Please print each record exactly, omitting none of them.
::: Data provided
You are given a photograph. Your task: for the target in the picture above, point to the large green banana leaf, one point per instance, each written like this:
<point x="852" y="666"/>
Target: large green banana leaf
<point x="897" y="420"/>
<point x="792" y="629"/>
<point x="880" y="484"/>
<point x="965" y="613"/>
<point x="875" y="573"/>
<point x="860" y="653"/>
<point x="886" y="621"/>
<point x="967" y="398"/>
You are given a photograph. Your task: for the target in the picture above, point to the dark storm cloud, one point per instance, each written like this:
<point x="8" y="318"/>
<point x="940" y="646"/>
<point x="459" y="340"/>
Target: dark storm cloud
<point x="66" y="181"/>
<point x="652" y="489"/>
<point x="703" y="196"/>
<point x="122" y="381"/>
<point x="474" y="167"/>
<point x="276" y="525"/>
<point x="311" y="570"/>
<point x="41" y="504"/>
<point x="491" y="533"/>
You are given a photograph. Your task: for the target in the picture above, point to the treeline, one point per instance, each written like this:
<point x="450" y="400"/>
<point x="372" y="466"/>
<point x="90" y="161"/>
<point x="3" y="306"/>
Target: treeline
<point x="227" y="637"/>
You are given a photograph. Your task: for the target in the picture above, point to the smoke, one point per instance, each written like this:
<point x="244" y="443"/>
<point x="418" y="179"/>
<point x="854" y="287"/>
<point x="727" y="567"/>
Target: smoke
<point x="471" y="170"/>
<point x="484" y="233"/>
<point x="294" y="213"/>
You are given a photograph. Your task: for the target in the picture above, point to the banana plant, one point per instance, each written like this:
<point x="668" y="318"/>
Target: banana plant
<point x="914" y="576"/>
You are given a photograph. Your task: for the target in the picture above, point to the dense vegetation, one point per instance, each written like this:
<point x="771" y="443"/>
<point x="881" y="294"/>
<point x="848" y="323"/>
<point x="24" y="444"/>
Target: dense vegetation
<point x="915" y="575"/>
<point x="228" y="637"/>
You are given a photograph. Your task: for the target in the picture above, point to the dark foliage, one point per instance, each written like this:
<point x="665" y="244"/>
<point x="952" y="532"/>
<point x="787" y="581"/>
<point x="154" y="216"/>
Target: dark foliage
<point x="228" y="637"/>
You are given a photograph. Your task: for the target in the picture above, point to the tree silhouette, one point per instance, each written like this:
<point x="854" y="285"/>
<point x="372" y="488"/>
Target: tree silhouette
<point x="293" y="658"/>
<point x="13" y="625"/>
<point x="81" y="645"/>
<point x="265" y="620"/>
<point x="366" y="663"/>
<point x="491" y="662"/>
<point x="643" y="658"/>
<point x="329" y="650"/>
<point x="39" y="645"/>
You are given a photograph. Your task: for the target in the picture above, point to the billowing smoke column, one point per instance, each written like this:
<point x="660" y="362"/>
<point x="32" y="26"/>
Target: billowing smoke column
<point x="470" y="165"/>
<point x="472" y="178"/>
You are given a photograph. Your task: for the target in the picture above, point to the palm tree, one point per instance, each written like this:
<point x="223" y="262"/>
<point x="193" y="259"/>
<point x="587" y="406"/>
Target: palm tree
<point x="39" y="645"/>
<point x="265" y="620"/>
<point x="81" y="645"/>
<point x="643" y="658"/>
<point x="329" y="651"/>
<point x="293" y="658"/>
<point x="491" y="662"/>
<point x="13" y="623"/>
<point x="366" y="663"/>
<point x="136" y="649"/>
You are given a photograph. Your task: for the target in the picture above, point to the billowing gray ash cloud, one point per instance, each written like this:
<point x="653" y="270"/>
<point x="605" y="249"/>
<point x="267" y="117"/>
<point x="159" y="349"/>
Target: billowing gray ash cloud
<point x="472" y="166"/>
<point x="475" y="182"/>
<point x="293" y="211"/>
::::::
### Expected answer:
You are given a photograph. Your task: for the target in the picture above, point to the large green banana leaf, one point per instance, each written like this:
<point x="852" y="666"/>
Target: large green banana leaf
<point x="897" y="420"/>
<point x="792" y="629"/>
<point x="880" y="484"/>
<point x="965" y="613"/>
<point x="875" y="573"/>
<point x="860" y="653"/>
<point x="886" y="621"/>
<point x="967" y="398"/>
You are given a photograph. Your task: for the target in the picture above, point to the dark storm cloud, one point per instance, each written like this:
<point x="8" y="318"/>
<point x="940" y="646"/>
<point x="459" y="340"/>
Target: dark storm cloud
<point x="66" y="181"/>
<point x="652" y="489"/>
<point x="703" y="196"/>
<point x="122" y="381"/>
<point x="474" y="167"/>
<point x="276" y="525"/>
<point x="311" y="570"/>
<point x="41" y="504"/>
<point x="491" y="533"/>
You are given a photograph. Your task: for the target in the picture above, point to the treeline, one point per instance, each written like this:
<point x="450" y="400"/>
<point x="372" y="466"/>
<point x="90" y="161"/>
<point x="3" y="306"/>
Target: treeline
<point x="227" y="637"/>
You are given a photograph. Your task: for the target in the picture above, point to the smoke, one point per instance, each written like this:
<point x="244" y="443"/>
<point x="418" y="179"/>
<point x="854" y="287"/>
<point x="727" y="567"/>
Target: smoke
<point x="471" y="170"/>
<point x="484" y="233"/>
<point x="294" y="213"/>
You are given a photograph. Your task: for the target in the picture above, point to the banana plant, one point per instance, each written like this:
<point x="668" y="318"/>
Target: banana plant
<point x="914" y="576"/>
You are given a photograph. Your task: for the target in the picture above, point to the dense vegetation, one point per instance, each written like this:
<point x="771" y="443"/>
<point x="881" y="294"/>
<point x="848" y="323"/>
<point x="24" y="444"/>
Target: dense vegetation
<point x="915" y="575"/>
<point x="228" y="637"/>
You are given a photograph. Your task: for the target in the picture above, point to the dark foliage, one point per instance, each written like this:
<point x="665" y="244"/>
<point x="952" y="532"/>
<point x="787" y="581"/>
<point x="154" y="216"/>
Target: dark foliage
<point x="228" y="637"/>
You are given a photograph. Your task: for the target in the picture above, point to the tree silhouette, one point per instance, each written like this:
<point x="854" y="285"/>
<point x="372" y="488"/>
Target: tree silhouette
<point x="293" y="658"/>
<point x="13" y="625"/>
<point x="81" y="645"/>
<point x="265" y="620"/>
<point x="366" y="663"/>
<point x="491" y="662"/>
<point x="643" y="658"/>
<point x="329" y="650"/>
<point x="39" y="645"/>
You are given a photograph. Your task: for the target in the picture above, point to the billowing smoke column, one point per instance, each written like this:
<point x="660" y="362"/>
<point x="32" y="26"/>
Target: billowing smoke column
<point x="470" y="165"/>
<point x="472" y="178"/>
You are given a photograph. Your task: for the target in the picture above, point to the palm tree, one point per instance, each written like this:
<point x="223" y="262"/>
<point x="193" y="259"/>
<point x="587" y="406"/>
Target: palm tree
<point x="39" y="645"/>
<point x="265" y="620"/>
<point x="81" y="645"/>
<point x="643" y="658"/>
<point x="329" y="651"/>
<point x="293" y="658"/>
<point x="491" y="662"/>
<point x="13" y="623"/>
<point x="366" y="663"/>
<point x="136" y="649"/>
You are given a photograph. Your task: for the target in the picture above, point to the billowing gray ash cloud, one point per instance, each written like this:
<point x="653" y="270"/>
<point x="605" y="249"/>
<point x="267" y="117"/>
<point x="159" y="349"/>
Target: billowing gray ash cloud
<point x="472" y="166"/>
<point x="475" y="182"/>
<point x="293" y="211"/>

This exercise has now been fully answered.